_Page excerpt_:
◇ ◇ ◇ ◇ ◇ ◇ ◇
So let us approach the throne of grace [of the Father] with the confidence to speak freely, that we might receive [His] mercy and gain [His] favor to help us in our time of need.
Hebrews 4:16

 

At present, our heavenly Father is seated on His royal throne in the third heaven, separated from this impure world, directing the progress of the plan through which the present conflict with the devil and his forces is being resolved through Jesus Christ, the King of Kings and Lord of Lords.

(2) Immediately I came to be in the Spirit, and, behold, a throne had been placed in the [third] heaven, and [some] One was sitting [upon it]. (3) And the One sitting [on the throne was] similar in appearance to a gemstone of jasper or sardius.
Revelation 4:2-3

As we have seen before, the original temple, palace, headquarters of God was not in the third heaven but here on earth – before, that is, the universe was devastated in judgment as a consequence of Satan's rebellion.

I kept looking until thrones were set down and the Ancient of Days (i.e., the Father) took His seat.  His attire was white as snow, as was the hair of His head, [white] like the purest wool.  His throne was aflame with fire, and its wheels were a blazing fire.
Daniel 7:9

As may be inferred from the passage above (and from many other places in scripture as well[32]), the Father's throne has wheels because it is an instrument of warfare, a chariot conveyed into battle by the four cherubim (Ezek.1:4-26; 10:6-17; cf. Is.6:1-6; Rev.4:6; 4:8; 4:9; 5:6; 5:8; 5:11; 5:14; 6:1; 6:6; 7:11; 14:3; 15:7; 19:4).[33]  Readers are encouraged to review these important matters where they are treated elsewhere.[34]  Apropos of our present study is the critical point that prayer on the part of believers in Christ, the subject of our current context verse, cannot be properly understood apart from the conflict in which we are all presently engaged.  Prayer is a weapon or, to put things into modern military context, a request for "fire support".  Anyone with a modicum of conversance with the American experience of warfare in the last hundred years or so will understand the importance of the role of supporting arms, tanks, artillery, naval gunfire, aircraft and the like, to all of this country's military endeavors.  In victory (and even in defeat), such support has for many decades now been a if not the critical factor in preserving the lives of infantry in contact with the enemy. 

(1) And when He opened the seventh seal, there was silence in heaven for about half an hour. (2) And I saw the seven angels who stood before God, and seven trumpets were given to them. (3) And another angel with a golden censer came and stood by the altar, and much incense was given to him so that he might offer it for the prayers of the saints on the golden altar in front of the throne. (4) And smoke from the incense went up from the hand of the angel before God for the prayers of the saints. (5) Then the angel took the incense holder and filled it with fire from the altar and threw it to the earth. And there occurred thunderous voices and flashes of lightning and an earthquake.
Revelation 8:1-5

Analogously to the casting down of fire upon the earth in response to prayer in the passage above referencing the onset of the Tribulation, we believers have the great right and privilege to call down divine help at any time in our support in whatever trouble we may find ourselves.  When facing threats to our very lives, as in the passage above, it is not unprecedented for God's response to our requests to be literally "fiery" and dramatic (e.g., Ps.18:6-17), as will be the case oftentimes during the Tribulation, especially at its end.
◇ ◇ ◇ ◇ ◇ ◇ ◇
Object detection data:
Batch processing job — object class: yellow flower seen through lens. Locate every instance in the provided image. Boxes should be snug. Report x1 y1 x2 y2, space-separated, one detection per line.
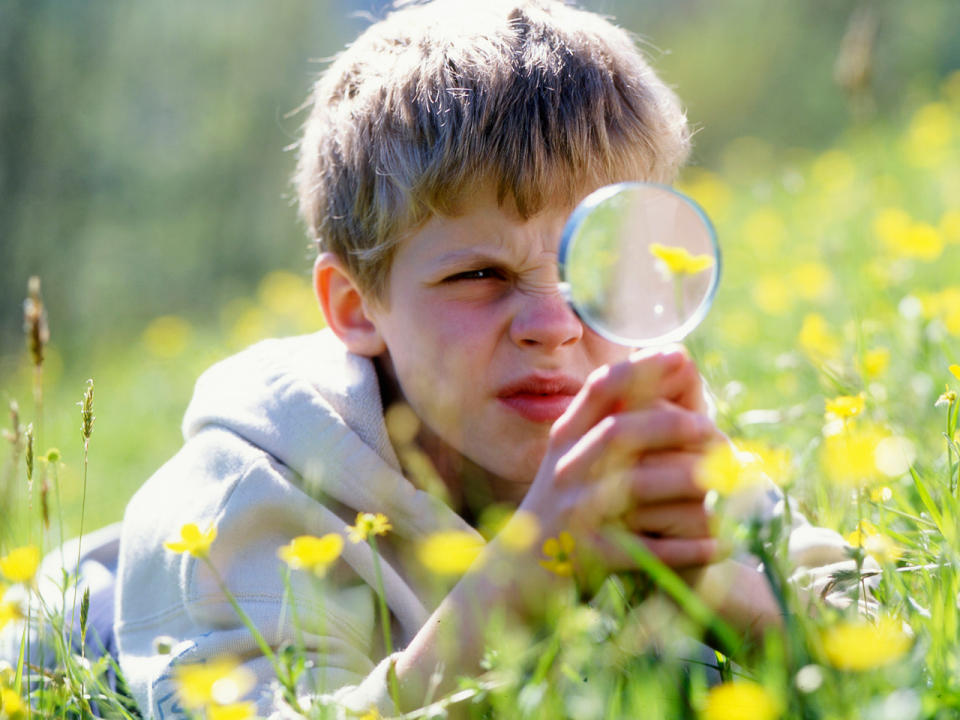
540 530 576 577
0 545 40 583
846 520 903 563
823 616 913 671
163 523 217 557
650 243 713 275
347 512 393 543
700 680 781 720
417 530 485 575
277 533 343 576
173 657 256 710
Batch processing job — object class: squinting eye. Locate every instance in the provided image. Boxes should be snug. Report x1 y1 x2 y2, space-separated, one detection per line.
444 268 504 282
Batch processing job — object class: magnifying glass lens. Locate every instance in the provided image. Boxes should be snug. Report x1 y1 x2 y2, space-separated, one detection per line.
559 183 720 347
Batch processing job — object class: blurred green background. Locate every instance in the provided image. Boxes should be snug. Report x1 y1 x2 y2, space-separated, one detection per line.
0 0 960 531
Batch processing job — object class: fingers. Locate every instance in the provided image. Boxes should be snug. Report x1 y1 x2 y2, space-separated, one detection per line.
556 403 715 484
641 537 720 570
551 346 704 443
624 501 710 538
624 451 706 504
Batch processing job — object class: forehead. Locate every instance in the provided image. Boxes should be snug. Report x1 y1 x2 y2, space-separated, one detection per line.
395 194 573 264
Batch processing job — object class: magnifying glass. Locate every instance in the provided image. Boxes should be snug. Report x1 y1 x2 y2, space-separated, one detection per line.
559 182 720 348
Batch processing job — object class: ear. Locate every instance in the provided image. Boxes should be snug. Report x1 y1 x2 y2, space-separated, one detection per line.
313 252 387 357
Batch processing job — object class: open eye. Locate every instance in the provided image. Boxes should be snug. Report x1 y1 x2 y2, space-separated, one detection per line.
443 267 506 282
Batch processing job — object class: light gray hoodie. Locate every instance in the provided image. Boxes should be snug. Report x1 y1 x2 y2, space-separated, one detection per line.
114 331 847 719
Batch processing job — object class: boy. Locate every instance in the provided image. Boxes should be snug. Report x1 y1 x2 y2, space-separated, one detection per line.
115 0 846 717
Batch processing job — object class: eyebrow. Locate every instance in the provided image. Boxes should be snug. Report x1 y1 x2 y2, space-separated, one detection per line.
434 248 506 267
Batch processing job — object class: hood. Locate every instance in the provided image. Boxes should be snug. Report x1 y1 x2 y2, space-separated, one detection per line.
183 330 469 537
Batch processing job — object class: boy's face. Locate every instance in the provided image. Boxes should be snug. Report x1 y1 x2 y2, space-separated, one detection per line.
368 188 630 498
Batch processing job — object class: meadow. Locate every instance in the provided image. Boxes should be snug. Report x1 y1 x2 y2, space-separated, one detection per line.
0 73 960 720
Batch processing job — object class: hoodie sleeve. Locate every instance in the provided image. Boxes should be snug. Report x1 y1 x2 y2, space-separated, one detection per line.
115 437 412 719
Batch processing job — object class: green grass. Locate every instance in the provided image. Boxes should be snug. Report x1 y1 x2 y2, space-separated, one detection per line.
2 75 960 720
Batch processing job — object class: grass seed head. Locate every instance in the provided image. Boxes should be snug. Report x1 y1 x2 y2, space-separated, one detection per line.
3 400 23 452
80 378 96 440
40 476 50 530
80 588 90 637
26 423 33 482
23 275 50 368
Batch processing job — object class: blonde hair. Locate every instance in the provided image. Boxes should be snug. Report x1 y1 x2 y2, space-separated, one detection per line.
295 0 690 298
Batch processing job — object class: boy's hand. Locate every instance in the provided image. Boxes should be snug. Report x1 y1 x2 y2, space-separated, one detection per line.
521 348 719 572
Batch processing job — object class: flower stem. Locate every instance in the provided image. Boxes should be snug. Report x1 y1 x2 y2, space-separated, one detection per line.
368 533 400 712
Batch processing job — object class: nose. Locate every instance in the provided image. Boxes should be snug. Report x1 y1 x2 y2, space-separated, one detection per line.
510 288 583 350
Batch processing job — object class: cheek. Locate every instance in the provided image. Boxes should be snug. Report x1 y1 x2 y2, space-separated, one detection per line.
388 304 500 408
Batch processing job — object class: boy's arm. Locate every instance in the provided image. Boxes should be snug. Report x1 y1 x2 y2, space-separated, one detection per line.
396 351 776 709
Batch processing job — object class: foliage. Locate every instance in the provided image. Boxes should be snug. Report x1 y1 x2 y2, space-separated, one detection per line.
0 47 960 720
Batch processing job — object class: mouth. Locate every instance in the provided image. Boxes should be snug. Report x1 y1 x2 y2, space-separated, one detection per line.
497 375 582 423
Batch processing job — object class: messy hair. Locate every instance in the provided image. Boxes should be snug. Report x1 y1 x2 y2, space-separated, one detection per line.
295 0 690 298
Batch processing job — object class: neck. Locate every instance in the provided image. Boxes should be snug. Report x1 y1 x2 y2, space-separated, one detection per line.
374 357 525 525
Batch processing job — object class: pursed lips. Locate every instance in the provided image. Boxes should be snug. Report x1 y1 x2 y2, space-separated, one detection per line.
497 375 583 423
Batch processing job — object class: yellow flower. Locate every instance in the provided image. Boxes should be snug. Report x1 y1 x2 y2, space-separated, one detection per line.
540 530 576 577
347 512 393 543
863 348 890 378
277 533 343 577
650 243 713 275
497 510 540 552
207 702 257 720
750 274 794 315
885 223 943 261
0 688 26 720
820 426 890 487
417 530 484 575
0 545 40 583
173 657 256 710
163 523 217 557
694 443 772 495
903 102 956 168
0 585 23 630
797 313 840 359
933 385 957 407
870 485 893 503
741 207 787 255
939 210 960 243
847 520 903 563
781 262 833 300
737 441 793 486
823 616 913 670
700 680 781 720
826 393 866 421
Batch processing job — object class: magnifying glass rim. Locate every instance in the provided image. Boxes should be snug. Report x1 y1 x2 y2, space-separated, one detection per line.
557 180 722 348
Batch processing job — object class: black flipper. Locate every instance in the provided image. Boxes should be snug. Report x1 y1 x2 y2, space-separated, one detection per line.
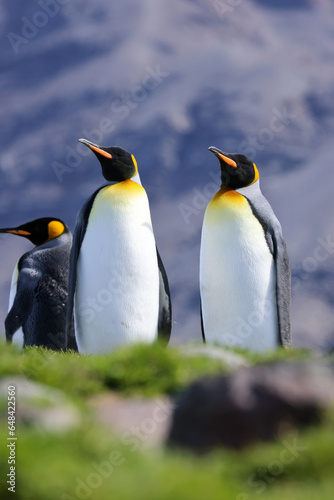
66 186 105 350
5 261 39 343
244 195 292 347
200 301 206 344
157 249 172 345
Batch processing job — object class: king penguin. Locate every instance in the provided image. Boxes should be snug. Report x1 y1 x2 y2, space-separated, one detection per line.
200 147 291 352
68 139 171 354
0 217 77 351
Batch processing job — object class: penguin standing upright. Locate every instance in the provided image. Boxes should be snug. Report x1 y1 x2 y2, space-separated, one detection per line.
0 217 77 350
200 147 291 352
68 139 171 353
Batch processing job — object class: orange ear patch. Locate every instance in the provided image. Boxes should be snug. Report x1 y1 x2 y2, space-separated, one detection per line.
7 229 31 236
218 153 238 168
47 220 65 241
88 144 112 158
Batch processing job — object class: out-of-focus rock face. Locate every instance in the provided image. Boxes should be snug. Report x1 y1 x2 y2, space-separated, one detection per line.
0 0 334 350
168 362 334 452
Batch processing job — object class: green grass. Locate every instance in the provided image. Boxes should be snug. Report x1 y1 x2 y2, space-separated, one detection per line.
0 343 334 500
0 415 334 500
0 343 234 397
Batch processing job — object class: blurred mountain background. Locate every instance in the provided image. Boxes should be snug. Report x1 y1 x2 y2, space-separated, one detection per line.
0 0 334 351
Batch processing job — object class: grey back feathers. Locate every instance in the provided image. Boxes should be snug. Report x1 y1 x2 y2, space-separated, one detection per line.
236 181 291 347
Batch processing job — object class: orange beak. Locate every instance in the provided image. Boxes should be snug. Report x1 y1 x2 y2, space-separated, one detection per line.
79 139 112 158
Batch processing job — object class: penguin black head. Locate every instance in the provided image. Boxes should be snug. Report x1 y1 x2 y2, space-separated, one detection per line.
209 146 260 189
79 139 138 182
0 217 69 246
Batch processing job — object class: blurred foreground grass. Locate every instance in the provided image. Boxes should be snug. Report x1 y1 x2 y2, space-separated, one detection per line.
0 344 334 500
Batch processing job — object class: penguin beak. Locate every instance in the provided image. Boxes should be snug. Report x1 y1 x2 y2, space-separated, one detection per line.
209 146 238 168
0 227 31 236
79 139 112 158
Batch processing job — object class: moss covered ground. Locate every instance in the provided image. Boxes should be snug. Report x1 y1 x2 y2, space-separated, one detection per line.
0 343 334 500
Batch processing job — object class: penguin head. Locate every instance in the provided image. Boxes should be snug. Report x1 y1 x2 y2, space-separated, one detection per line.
79 139 138 182
209 146 260 189
0 217 69 246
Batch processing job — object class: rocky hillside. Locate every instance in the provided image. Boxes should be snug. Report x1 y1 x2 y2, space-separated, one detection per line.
0 0 334 350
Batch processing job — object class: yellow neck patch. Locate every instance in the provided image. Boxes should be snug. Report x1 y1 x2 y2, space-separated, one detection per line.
248 163 260 186
131 155 138 177
46 220 65 241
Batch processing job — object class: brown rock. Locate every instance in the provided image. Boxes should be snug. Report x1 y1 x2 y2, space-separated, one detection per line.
168 361 334 452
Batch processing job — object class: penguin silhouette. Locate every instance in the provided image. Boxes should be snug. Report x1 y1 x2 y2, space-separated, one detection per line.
200 147 291 352
68 139 171 353
0 217 77 350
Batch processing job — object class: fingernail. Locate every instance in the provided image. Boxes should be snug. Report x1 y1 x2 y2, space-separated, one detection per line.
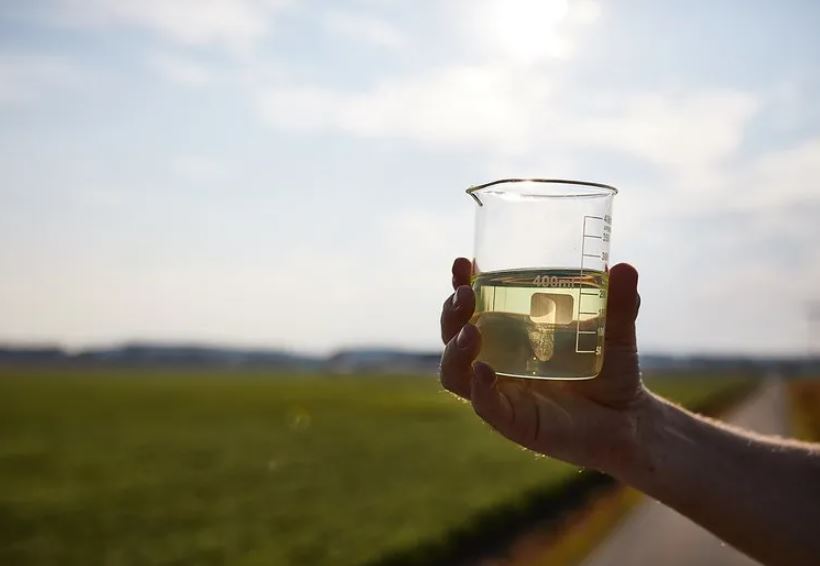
453 285 467 309
456 326 470 350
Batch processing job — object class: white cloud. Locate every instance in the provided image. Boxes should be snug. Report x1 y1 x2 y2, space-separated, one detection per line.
566 90 760 185
50 0 285 52
149 53 212 86
0 55 79 105
454 0 601 66
324 11 406 49
257 66 549 148
748 138 820 207
257 66 759 173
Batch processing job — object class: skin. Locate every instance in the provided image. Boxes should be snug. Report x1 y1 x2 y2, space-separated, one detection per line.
440 258 820 566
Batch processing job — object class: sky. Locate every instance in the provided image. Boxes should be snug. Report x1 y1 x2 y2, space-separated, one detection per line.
0 0 820 356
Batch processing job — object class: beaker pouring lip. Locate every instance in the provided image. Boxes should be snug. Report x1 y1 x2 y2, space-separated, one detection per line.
467 178 618 206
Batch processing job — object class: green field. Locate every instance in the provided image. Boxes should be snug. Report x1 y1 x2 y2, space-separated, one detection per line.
0 370 756 566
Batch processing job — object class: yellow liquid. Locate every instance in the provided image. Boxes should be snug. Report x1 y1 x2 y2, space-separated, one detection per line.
470 269 609 379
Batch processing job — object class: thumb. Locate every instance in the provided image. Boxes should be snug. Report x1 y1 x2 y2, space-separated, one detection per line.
604 263 641 351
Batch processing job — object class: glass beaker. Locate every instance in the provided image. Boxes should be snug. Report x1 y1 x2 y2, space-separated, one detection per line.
467 179 618 379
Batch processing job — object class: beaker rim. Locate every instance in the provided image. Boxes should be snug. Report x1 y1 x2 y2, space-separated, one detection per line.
467 178 618 205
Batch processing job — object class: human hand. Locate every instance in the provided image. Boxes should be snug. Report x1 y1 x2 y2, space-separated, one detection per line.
440 258 651 473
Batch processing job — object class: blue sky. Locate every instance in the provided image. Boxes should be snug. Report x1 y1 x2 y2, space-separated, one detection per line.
0 0 820 355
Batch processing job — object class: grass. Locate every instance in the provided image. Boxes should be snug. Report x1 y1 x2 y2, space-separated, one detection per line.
789 378 820 442
0 370 752 566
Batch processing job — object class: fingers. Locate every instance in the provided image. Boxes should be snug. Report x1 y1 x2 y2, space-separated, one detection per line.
470 362 515 437
439 324 481 399
441 285 475 344
605 263 641 349
453 257 473 289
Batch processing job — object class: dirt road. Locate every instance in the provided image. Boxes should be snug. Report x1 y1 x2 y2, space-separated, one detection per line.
583 380 788 566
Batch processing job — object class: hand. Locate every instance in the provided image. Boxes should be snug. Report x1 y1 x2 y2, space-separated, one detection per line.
440 258 651 473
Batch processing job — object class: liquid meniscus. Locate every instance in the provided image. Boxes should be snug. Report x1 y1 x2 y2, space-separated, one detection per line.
470 268 609 379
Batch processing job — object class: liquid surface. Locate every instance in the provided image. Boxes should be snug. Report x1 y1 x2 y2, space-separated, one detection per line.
470 269 609 379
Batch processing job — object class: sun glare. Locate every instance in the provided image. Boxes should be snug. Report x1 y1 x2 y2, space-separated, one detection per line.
479 0 569 64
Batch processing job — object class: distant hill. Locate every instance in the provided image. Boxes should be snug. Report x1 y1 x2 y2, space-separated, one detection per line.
0 343 820 377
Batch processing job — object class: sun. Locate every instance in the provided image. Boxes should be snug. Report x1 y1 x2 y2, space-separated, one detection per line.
475 0 569 65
◇ ◇ ◇ ◇ ◇ ◇ ◇
_Problem description_:
Decide whether each statement below agrees with the commentary on prayer and the Father's throne given above, answering yes or no and quoting the words of the commentary that settle it.
1. The commentary says God's original temple, palace, and headquarters was in the third heaven.
2. The commentary says the Father's throne has wheels because it is an instrument of warfare.
3. The commentary calls prayer a weapon.

_Reply_:
1. No: "the original temple, palace, headquarters of God was not in the third heaven but here on earth"
2. Yes: "the Father's throne has wheels because it is an instrument of warfare"
3. Yes: "Prayer is a weapon"